## Written tasks
**a)** Answer these questions using the mock-trial food post below, one line each:
(i) How many rice cakes are described, and what flavors are they?
(ii) What film was being watched while the pear was eaten?
(iii) What are the Medjool dates stuffed with?
**b)** For each statement, decide whether the mock-trial food post below supports it. Answer yes or no, and quote the words from the post that settle it.
(i) The peanut flour was mixed with applesauce and cinnamon.
(ii) The pear had been stored in a refrigerator.
(iii) The ice cream was served in a waffle cone.

-- start Passage shown --

Apple cinnamon and plain rice cakes, with a generous dollop of apple-cinnamon peanut flour.

Three rice cakes, two apple cinnamon flavored and one plain.  A heap of peanut flour mixed with applesauce and cinnamon.  Defendant was spotted noshing on it while fleeing the scene.

Judge, do we have a verdict?

I’m afraid we’ll need more evidence, Mr. Lawyerdude.  Do you have any?

Exhibit C:

Wonderfully ripe and juicy pear. Consumed while watching "The Sound of Music" with Amor.

Um, Mr. Lawyerdude?  Sir, that’s a pear.

I know!  But look at the crosshatching on the side.  This pear was left too long in a hanging fruit basket and now has the marks to bear for its days in isolation.

Judge, I attest that Kaz left this pear sitting out too long, and only ate it to throw us and the jury off her trail.  I assure you, she’s a peanut butter fiend!

Exhibit D:

Coconut sorbet, chocolate coconut ice cream, gluten free cone.

And this, Mr. Lawyerdude?  How is this to prove that Kaz is guilty of excessive peanut butter consumption?

Why, Judge!  Didn’t you know?  Ice cream is a gateway sweet.  72.6% of all people who eat ice cream eventually turn to peanut butter to get their deliciousness fix.

Mr. Lawyerdude, you offer a compelling argument.  Any other evidence?

Medjool dates stuffed with homemade maple peanut butter.

-- end Passage shown --
-- start Data rows --

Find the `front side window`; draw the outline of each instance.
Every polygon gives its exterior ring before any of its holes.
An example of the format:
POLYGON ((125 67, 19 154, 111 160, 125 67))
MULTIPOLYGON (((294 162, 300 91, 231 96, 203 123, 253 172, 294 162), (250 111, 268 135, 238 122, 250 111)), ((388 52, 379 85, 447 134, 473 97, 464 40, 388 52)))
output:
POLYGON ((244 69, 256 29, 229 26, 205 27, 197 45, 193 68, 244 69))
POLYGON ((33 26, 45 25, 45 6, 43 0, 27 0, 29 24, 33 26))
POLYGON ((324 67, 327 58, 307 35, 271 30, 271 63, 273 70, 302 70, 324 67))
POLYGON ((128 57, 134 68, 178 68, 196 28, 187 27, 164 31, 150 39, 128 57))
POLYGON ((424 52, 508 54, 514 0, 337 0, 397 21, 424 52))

-- end Data rows --
-- start Data rows --

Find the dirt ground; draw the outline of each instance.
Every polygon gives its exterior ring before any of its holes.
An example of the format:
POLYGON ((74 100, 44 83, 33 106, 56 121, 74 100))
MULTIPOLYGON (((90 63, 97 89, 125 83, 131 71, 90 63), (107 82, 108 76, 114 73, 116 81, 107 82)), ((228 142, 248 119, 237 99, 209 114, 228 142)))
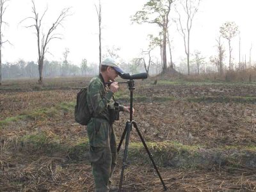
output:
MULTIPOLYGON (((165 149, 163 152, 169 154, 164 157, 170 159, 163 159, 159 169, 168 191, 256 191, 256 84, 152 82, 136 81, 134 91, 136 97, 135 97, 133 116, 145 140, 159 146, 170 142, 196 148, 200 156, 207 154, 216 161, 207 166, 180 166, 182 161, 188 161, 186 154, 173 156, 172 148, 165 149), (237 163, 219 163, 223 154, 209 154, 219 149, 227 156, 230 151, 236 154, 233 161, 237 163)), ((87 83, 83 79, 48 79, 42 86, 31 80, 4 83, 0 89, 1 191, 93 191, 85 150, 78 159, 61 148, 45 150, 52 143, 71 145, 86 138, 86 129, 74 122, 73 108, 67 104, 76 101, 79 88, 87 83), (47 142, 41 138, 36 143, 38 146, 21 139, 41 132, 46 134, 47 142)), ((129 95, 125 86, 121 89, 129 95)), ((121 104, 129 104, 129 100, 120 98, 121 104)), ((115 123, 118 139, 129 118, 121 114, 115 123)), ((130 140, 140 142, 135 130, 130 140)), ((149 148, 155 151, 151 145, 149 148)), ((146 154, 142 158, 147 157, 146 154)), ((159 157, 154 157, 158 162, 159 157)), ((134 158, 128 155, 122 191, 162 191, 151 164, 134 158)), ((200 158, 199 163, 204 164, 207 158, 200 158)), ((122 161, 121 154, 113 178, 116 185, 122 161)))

-- end Data rows --

## Answers to the tasks
**a)**
(i) Three rice cakes: two apple cinnamon flavored and one plain.
(ii) "The Sound of Music."
(iii) Homemade maple peanut butter.

**b)**
(i) Yes: "A heap of peanut flour mixed with applesauce and cinnamon."
(ii) No: "This pear was left too long in a hanging fruit basket"
(iii) No: "Coconut sorbet, chocolate coconut ice cream, gluten free cone."